* Objective *
Render every item below as a Markdown table with two columns, Row and Text. Put a running line number under Row and the line itself under Text, and leave out blank lines.
--
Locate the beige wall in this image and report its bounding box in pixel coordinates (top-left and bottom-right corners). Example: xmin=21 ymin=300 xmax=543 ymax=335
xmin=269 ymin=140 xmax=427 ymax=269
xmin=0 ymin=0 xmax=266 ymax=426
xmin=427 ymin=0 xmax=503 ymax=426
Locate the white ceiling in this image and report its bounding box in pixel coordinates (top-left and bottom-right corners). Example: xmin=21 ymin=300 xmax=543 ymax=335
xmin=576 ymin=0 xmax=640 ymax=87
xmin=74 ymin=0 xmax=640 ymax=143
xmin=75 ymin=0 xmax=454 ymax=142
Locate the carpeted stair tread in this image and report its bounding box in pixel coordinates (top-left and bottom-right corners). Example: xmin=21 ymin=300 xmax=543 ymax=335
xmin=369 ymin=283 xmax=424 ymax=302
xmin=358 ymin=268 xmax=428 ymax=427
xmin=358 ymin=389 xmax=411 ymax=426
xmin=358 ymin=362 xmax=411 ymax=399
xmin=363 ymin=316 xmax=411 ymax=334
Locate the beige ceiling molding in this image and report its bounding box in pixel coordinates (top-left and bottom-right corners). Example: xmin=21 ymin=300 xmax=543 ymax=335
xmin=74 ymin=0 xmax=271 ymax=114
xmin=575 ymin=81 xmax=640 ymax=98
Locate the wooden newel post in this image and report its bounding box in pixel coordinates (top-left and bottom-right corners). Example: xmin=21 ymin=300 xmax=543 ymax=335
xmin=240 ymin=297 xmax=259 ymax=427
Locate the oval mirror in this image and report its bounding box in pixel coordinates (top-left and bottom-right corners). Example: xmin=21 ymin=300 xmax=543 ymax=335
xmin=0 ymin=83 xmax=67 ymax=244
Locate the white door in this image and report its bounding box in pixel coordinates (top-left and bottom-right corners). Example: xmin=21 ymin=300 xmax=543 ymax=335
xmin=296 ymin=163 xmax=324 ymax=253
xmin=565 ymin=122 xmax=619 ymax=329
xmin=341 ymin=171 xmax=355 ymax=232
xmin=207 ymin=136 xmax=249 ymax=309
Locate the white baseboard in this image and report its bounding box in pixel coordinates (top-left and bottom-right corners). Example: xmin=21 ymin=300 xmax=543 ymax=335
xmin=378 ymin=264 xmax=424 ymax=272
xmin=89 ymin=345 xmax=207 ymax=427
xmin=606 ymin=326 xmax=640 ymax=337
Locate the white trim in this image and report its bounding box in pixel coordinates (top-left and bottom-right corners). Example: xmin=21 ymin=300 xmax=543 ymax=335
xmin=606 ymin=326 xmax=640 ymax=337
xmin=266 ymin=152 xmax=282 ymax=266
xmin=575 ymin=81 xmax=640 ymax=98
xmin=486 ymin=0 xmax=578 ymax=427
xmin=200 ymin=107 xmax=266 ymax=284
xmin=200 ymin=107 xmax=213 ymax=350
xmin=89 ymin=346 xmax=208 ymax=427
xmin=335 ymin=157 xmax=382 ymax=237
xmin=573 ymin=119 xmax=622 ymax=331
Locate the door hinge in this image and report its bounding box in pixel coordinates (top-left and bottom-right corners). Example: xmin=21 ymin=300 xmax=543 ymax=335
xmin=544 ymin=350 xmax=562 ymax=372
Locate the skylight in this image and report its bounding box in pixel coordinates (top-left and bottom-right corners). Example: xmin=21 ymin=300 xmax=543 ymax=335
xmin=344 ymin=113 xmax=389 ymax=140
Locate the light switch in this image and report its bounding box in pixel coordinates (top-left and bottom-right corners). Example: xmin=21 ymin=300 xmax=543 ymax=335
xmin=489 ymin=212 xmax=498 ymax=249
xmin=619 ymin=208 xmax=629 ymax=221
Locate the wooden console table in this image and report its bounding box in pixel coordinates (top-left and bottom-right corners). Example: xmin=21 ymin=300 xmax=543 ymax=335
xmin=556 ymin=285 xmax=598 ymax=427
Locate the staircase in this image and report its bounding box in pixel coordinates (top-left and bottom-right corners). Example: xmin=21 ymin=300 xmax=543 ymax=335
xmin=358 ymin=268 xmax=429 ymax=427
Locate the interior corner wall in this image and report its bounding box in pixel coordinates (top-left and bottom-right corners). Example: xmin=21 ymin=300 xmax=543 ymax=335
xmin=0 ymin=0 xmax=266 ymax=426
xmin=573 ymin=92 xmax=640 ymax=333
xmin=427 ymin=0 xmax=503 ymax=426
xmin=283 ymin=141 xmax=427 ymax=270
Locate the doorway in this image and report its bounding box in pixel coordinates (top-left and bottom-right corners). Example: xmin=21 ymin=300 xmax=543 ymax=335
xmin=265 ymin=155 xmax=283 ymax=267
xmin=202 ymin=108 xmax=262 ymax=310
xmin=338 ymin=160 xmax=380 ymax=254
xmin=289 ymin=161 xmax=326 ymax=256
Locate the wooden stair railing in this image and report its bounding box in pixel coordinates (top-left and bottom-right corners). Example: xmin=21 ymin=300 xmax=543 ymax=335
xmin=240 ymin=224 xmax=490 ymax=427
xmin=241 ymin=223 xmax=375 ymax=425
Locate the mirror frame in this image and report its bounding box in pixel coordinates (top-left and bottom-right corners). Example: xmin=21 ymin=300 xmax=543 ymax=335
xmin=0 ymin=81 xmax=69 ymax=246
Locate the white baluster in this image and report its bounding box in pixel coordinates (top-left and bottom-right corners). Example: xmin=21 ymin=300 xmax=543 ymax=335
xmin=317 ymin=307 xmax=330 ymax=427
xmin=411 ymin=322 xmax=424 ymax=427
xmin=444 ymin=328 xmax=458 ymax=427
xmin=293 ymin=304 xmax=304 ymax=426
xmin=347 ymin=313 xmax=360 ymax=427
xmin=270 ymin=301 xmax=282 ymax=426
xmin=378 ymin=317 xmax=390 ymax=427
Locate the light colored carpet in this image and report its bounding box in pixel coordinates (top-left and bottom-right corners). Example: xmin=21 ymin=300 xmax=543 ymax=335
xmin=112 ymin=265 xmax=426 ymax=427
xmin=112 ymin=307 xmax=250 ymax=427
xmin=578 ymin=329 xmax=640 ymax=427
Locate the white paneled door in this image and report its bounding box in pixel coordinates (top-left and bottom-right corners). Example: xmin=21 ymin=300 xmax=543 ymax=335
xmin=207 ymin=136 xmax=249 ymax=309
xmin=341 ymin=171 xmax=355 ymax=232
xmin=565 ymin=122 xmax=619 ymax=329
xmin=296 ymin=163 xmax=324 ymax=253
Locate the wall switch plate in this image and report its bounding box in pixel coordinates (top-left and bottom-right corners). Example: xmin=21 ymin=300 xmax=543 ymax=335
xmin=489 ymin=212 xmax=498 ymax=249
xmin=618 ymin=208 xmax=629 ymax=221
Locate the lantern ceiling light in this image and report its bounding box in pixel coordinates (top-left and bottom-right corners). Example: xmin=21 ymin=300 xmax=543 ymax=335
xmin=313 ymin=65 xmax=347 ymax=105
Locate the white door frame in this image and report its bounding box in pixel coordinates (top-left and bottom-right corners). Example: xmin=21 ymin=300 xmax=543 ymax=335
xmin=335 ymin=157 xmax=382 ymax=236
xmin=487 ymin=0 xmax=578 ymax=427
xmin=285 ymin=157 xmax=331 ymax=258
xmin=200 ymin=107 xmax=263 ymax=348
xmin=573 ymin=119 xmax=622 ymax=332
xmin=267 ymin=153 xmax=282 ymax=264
--
* Full answer *
| Row | Text |
|---|---|
| 1 | Locate the beige wall in this image and report its bounding box in pixel coordinates (top-left and bottom-right corners). Example: xmin=21 ymin=300 xmax=543 ymax=335 |
| 2 | xmin=269 ymin=140 xmax=427 ymax=269 |
| 3 | xmin=0 ymin=0 xmax=266 ymax=426 |
| 4 | xmin=427 ymin=0 xmax=503 ymax=426 |
| 5 | Locate the white ceiling in this image and report its bounding box in pixel coordinates (top-left and bottom-right corners). Example: xmin=21 ymin=300 xmax=543 ymax=335 |
| 6 | xmin=576 ymin=0 xmax=640 ymax=87 |
| 7 | xmin=74 ymin=0 xmax=640 ymax=143 |
| 8 | xmin=75 ymin=0 xmax=454 ymax=142 |
| 9 | Locate the carpeted stair tread in this image and report its bounding box in pixel coordinates (top-left and bottom-right corners). Example: xmin=21 ymin=300 xmax=543 ymax=335 |
| 10 | xmin=369 ymin=283 xmax=424 ymax=302 |
| 11 | xmin=358 ymin=268 xmax=428 ymax=427 |
| 12 | xmin=358 ymin=389 xmax=411 ymax=426 |
| 13 | xmin=358 ymin=362 xmax=411 ymax=399 |
| 14 | xmin=363 ymin=316 xmax=411 ymax=334 |
| 15 | Locate the beige ceiling molding in this image and report its bounding box in pixel coordinates (top-left and bottom-right corners). Example: xmin=21 ymin=300 xmax=543 ymax=335 |
| 16 | xmin=74 ymin=0 xmax=271 ymax=114 |
| 17 | xmin=575 ymin=81 xmax=640 ymax=98 |
| 18 | Locate the wooden newel post in this image and report its bounding box in pixel coordinates (top-left and bottom-right corners). Example: xmin=21 ymin=300 xmax=543 ymax=335 |
| 19 | xmin=240 ymin=297 xmax=259 ymax=427 |
| 20 | Locate the oval mirror in this image and report its bounding box in pixel coordinates (top-left and bottom-right corners). Example: xmin=21 ymin=300 xmax=543 ymax=335 |
| 21 | xmin=0 ymin=83 xmax=67 ymax=244 |
| 22 | Locate the white door in this image and report its bounding box in pixel coordinates (top-left and bottom-right corners). Example: xmin=21 ymin=300 xmax=543 ymax=335 |
| 23 | xmin=296 ymin=163 xmax=324 ymax=253 |
| 24 | xmin=565 ymin=122 xmax=619 ymax=329 |
| 25 | xmin=341 ymin=171 xmax=355 ymax=232 |
| 26 | xmin=207 ymin=136 xmax=249 ymax=309 |
| 27 | Locate the white baseboard in this image and report its bounding box in pixel coordinates (top-left and bottom-right corners). Example: xmin=21 ymin=300 xmax=543 ymax=335 |
| 28 | xmin=378 ymin=264 xmax=424 ymax=272 |
| 29 | xmin=89 ymin=345 xmax=207 ymax=427 |
| 30 | xmin=606 ymin=326 xmax=640 ymax=337 |
| 31 | Locate the white trim in this image and report its bounding box in pixel coordinates (top-left and bottom-right corners). Example: xmin=21 ymin=300 xmax=543 ymax=335 |
| 32 | xmin=606 ymin=326 xmax=640 ymax=337 |
| 33 | xmin=266 ymin=152 xmax=282 ymax=266 |
| 34 | xmin=575 ymin=81 xmax=640 ymax=98 |
| 35 | xmin=486 ymin=0 xmax=578 ymax=427 |
| 36 | xmin=200 ymin=107 xmax=266 ymax=284 |
| 37 | xmin=200 ymin=107 xmax=213 ymax=350 |
| 38 | xmin=89 ymin=346 xmax=208 ymax=427 |
| 39 | xmin=335 ymin=157 xmax=382 ymax=237 |
| 40 | xmin=573 ymin=119 xmax=622 ymax=331 |
| 41 | Locate the door hinge in this image and report its bounding box in pixel coordinates (top-left and bottom-right corners). Example: xmin=21 ymin=300 xmax=543 ymax=335 |
| 42 | xmin=544 ymin=350 xmax=562 ymax=372 |
| 43 | Locate the skylight in this image and report its bounding box in pixel coordinates (top-left and bottom-right corners). Example: xmin=21 ymin=300 xmax=543 ymax=335 |
| 44 | xmin=344 ymin=113 xmax=389 ymax=140 |
| 45 | Locate the light switch in this image and report its bounding box in pixel coordinates (top-left and bottom-right corners). Example: xmin=21 ymin=300 xmax=543 ymax=335 |
| 46 | xmin=489 ymin=212 xmax=498 ymax=249 |
| 47 | xmin=619 ymin=208 xmax=629 ymax=221 |
| 48 | Locate the wooden console table in this image and report its bounding box in pixel coordinates (top-left and bottom-right corners). Example: xmin=21 ymin=300 xmax=543 ymax=335 |
| 49 | xmin=556 ymin=285 xmax=598 ymax=427 |
| 50 | Locate the staircase in this image and report its bounding box in pixel coordinates (top-left and bottom-right corners). Example: xmin=21 ymin=300 xmax=543 ymax=335 |
| 51 | xmin=358 ymin=268 xmax=429 ymax=427 |
| 52 | Locate the interior corner wall in this image and report its bounding box in pixel coordinates (top-left and bottom-right corners). Example: xmin=21 ymin=300 xmax=543 ymax=335 |
| 53 | xmin=0 ymin=0 xmax=266 ymax=426 |
| 54 | xmin=573 ymin=92 xmax=640 ymax=333 |
| 55 | xmin=427 ymin=0 xmax=503 ymax=426 |
| 56 | xmin=283 ymin=141 xmax=427 ymax=270 |
| 57 | Locate the doorway in this image and report its bounding box in pixel coordinates (top-left and bottom-right corners). Example: xmin=21 ymin=300 xmax=543 ymax=335 |
| 58 | xmin=265 ymin=155 xmax=283 ymax=267 |
| 59 | xmin=202 ymin=108 xmax=262 ymax=310 |
| 60 | xmin=338 ymin=160 xmax=380 ymax=254 |
| 61 | xmin=289 ymin=161 xmax=326 ymax=256 |
| 62 | Locate the wooden stair railing in this image and report its bounding box in pixel coordinates (top-left and bottom-right corners). Example: xmin=21 ymin=300 xmax=543 ymax=335 |
| 63 | xmin=240 ymin=224 xmax=490 ymax=427 |
| 64 | xmin=241 ymin=223 xmax=375 ymax=425 |
| 65 | Locate the mirror frame in this image and report its bounding box in pixel coordinates (top-left and bottom-right corners). Example: xmin=21 ymin=300 xmax=543 ymax=335 |
| 66 | xmin=0 ymin=81 xmax=69 ymax=246 |
| 67 | Locate the white baluster in this image and report its bounding box in pixel coordinates (top-left and bottom-right corners). Example: xmin=21 ymin=300 xmax=543 ymax=335 |
| 68 | xmin=317 ymin=307 xmax=330 ymax=427 |
| 69 | xmin=411 ymin=322 xmax=424 ymax=427 |
| 70 | xmin=444 ymin=328 xmax=458 ymax=427 |
| 71 | xmin=293 ymin=304 xmax=304 ymax=426 |
| 72 | xmin=347 ymin=313 xmax=360 ymax=427 |
| 73 | xmin=270 ymin=301 xmax=282 ymax=426 |
| 74 | xmin=378 ymin=317 xmax=390 ymax=427 |
| 75 | Locate the light colored carpet in this image and report its bounding box in pixel coordinates (top-left and bottom-right corners). Example: xmin=21 ymin=300 xmax=543 ymax=335 |
| 76 | xmin=112 ymin=265 xmax=426 ymax=427 |
| 77 | xmin=112 ymin=307 xmax=250 ymax=427 |
| 78 | xmin=578 ymin=329 xmax=640 ymax=427 |
| 79 | Locate the white paneled door in this image and report its bounding box in pixel coordinates (top-left and bottom-right corners). Example: xmin=21 ymin=300 xmax=543 ymax=335 |
| 80 | xmin=207 ymin=136 xmax=249 ymax=309 |
| 81 | xmin=341 ymin=171 xmax=355 ymax=232 |
| 82 | xmin=565 ymin=122 xmax=619 ymax=329 |
| 83 | xmin=296 ymin=163 xmax=324 ymax=253 |
| 84 | Locate the wall switch plate in this image and report its bounding box in pixel coordinates (top-left and bottom-right corners). Example: xmin=21 ymin=300 xmax=543 ymax=335 |
| 85 | xmin=489 ymin=212 xmax=498 ymax=249 |
| 86 | xmin=618 ymin=208 xmax=629 ymax=221 |
| 87 | Locate the lantern ceiling light in this image and report its bounding box in pixel coordinates (top-left and bottom-right corners). Example: xmin=21 ymin=300 xmax=543 ymax=335 |
| 88 | xmin=313 ymin=65 xmax=347 ymax=105 |
| 89 | Locate the white door frame in this image and report its bounding box in pixel coordinates (top-left and bottom-right corners). Example: xmin=21 ymin=300 xmax=543 ymax=335 |
| 90 | xmin=335 ymin=157 xmax=382 ymax=236 |
| 91 | xmin=487 ymin=0 xmax=578 ymax=427 |
| 92 | xmin=285 ymin=157 xmax=331 ymax=258 |
| 93 | xmin=200 ymin=107 xmax=263 ymax=348 |
| 94 | xmin=573 ymin=119 xmax=622 ymax=332 |
| 95 | xmin=267 ymin=153 xmax=282 ymax=264 |